BEGIN Listed records

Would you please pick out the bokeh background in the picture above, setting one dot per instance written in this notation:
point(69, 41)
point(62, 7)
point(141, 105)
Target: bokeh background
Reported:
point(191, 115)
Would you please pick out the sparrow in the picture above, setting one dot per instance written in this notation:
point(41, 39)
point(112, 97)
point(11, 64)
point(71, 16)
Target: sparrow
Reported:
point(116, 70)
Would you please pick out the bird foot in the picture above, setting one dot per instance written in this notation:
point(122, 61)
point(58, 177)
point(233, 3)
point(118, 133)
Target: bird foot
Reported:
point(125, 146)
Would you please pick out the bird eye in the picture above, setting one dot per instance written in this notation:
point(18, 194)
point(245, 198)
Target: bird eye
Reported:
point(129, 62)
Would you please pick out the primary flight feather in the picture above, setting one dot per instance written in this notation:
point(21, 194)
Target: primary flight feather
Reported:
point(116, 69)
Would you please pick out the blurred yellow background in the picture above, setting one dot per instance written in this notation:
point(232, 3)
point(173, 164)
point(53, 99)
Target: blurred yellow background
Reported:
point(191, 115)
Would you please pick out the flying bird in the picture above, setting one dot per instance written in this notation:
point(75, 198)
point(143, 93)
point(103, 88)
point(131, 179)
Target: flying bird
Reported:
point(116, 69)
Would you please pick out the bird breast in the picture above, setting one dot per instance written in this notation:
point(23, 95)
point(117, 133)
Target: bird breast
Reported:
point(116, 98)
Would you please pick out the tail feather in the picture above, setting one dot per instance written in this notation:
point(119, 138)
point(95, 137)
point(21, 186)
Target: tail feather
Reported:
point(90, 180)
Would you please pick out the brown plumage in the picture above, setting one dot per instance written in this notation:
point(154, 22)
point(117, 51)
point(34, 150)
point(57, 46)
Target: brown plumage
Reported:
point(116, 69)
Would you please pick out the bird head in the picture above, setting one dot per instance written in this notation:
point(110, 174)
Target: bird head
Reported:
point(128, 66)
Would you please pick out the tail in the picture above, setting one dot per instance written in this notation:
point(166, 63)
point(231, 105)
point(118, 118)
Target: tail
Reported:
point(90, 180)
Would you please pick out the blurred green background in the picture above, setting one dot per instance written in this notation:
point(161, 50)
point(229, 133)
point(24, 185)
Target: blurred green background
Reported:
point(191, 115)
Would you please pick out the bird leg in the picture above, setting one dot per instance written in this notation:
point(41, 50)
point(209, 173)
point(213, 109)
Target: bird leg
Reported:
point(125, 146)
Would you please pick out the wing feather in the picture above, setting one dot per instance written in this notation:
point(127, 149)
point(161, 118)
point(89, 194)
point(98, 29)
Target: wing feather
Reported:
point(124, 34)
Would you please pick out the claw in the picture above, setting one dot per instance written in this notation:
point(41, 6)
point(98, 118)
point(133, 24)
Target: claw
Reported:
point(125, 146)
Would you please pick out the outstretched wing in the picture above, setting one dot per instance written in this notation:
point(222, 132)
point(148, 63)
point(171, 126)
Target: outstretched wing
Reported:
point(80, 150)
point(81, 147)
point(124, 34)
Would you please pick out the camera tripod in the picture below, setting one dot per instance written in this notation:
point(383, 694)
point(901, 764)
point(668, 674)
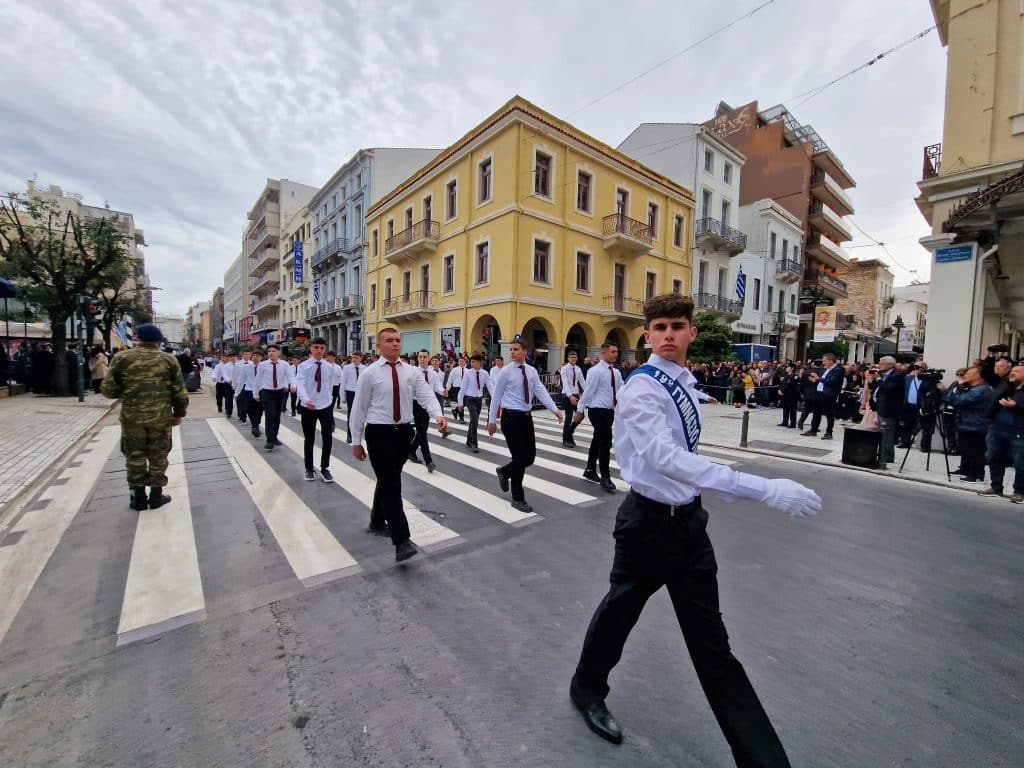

END Listed records

Task goal:
The expected result is every record above, word for word, with no pictures in it.

Answer to this problem:
Would you please pick out the bokeh background in the picture above, setting one dot per instance written in this notation:
point(69, 41)
point(62, 7)
point(141, 105)
Target: bokeh background
Reported:
point(191, 115)
Would you please pick out the sparrow in the picture above, setting one dot per instance written in this notation:
point(41, 39)
point(112, 97)
point(11, 64)
point(71, 16)
Target: sparrow
Reported:
point(116, 70)
Would you please pick out the bird foot in the picture above, setting one dot per instance written in this notation:
point(122, 61)
point(58, 177)
point(233, 3)
point(118, 133)
Target: bird foot
Reported:
point(125, 146)
Would you please pick out the bird eye in the picture above, setting one dot per instance written in this notation:
point(18, 194)
point(245, 198)
Target: bird eye
Reported:
point(129, 62)
Would you please pick out the primary flight feather in the picture above, setting one dot per instance written in this notation:
point(21, 194)
Target: primary flight feather
Reported:
point(116, 69)
Would you please pick out the blurred yellow background in the picture above, setting one dot per instance written in this notation:
point(232, 3)
point(173, 164)
point(53, 99)
Target: blurred yellow background
Reported:
point(191, 115)
Would you please pick out the flying bird in the picture above, setting one dot per instance written in this notation:
point(75, 198)
point(143, 93)
point(103, 88)
point(131, 179)
Target: flying bird
Reported:
point(116, 69)
Would you please pick out the bird breast in the picture above, setting one dot per instance written in this notation:
point(23, 95)
point(117, 133)
Target: bird breast
Reported:
point(116, 98)
Would you please pick out the tail feather in the picture above, setting one dot per instance written in this notation:
point(119, 138)
point(95, 137)
point(21, 186)
Target: tail feather
Reported:
point(90, 180)
Would you please pick out the brown plumage in the picture above, setting one dot per instance written in this notation:
point(154, 22)
point(117, 51)
point(34, 150)
point(57, 46)
Target: brown plumage
Reported:
point(116, 69)
Would you please pick out the bird head in the picture above, setting one dot per instance written in this notation:
point(110, 174)
Target: bird head
Reported:
point(128, 66)
Would you please pick out the tail in the picture above, setting one dot per instance written in this notation:
point(166, 63)
point(231, 105)
point(118, 118)
Target: tail
Reported:
point(90, 180)
Would you please pick out the blurred green background in the picture above, setting one dot per instance written in this notation:
point(161, 50)
point(229, 133)
point(24, 185)
Target: blurred green background
Reported:
point(191, 115)
Would you please pick out the bird leg in the picture above, setting one dot per instance written in this notation:
point(41, 50)
point(209, 173)
point(213, 109)
Target: bird leg
Reported:
point(125, 146)
Would you please pick out the wing feather in the picture above, setting one dot per instance written in this notation:
point(127, 149)
point(161, 118)
point(89, 194)
point(98, 29)
Target: wing feather
Reported:
point(124, 34)
Would you please pick out the claw in the picture above, setting one dot per instance written in this notation:
point(41, 6)
point(98, 118)
point(133, 24)
Target: claw
Reported:
point(125, 146)
Would you please pick out the outstretched wing in the picture above, setting one dot per instance written in this notation:
point(222, 132)
point(148, 63)
point(171, 126)
Target: outstretched wing
Reported:
point(80, 150)
point(81, 147)
point(124, 34)
Would you please pick out the camera tripod in the picture below, setting one dot per instance written in this notation:
point(383, 694)
point(901, 764)
point(668, 674)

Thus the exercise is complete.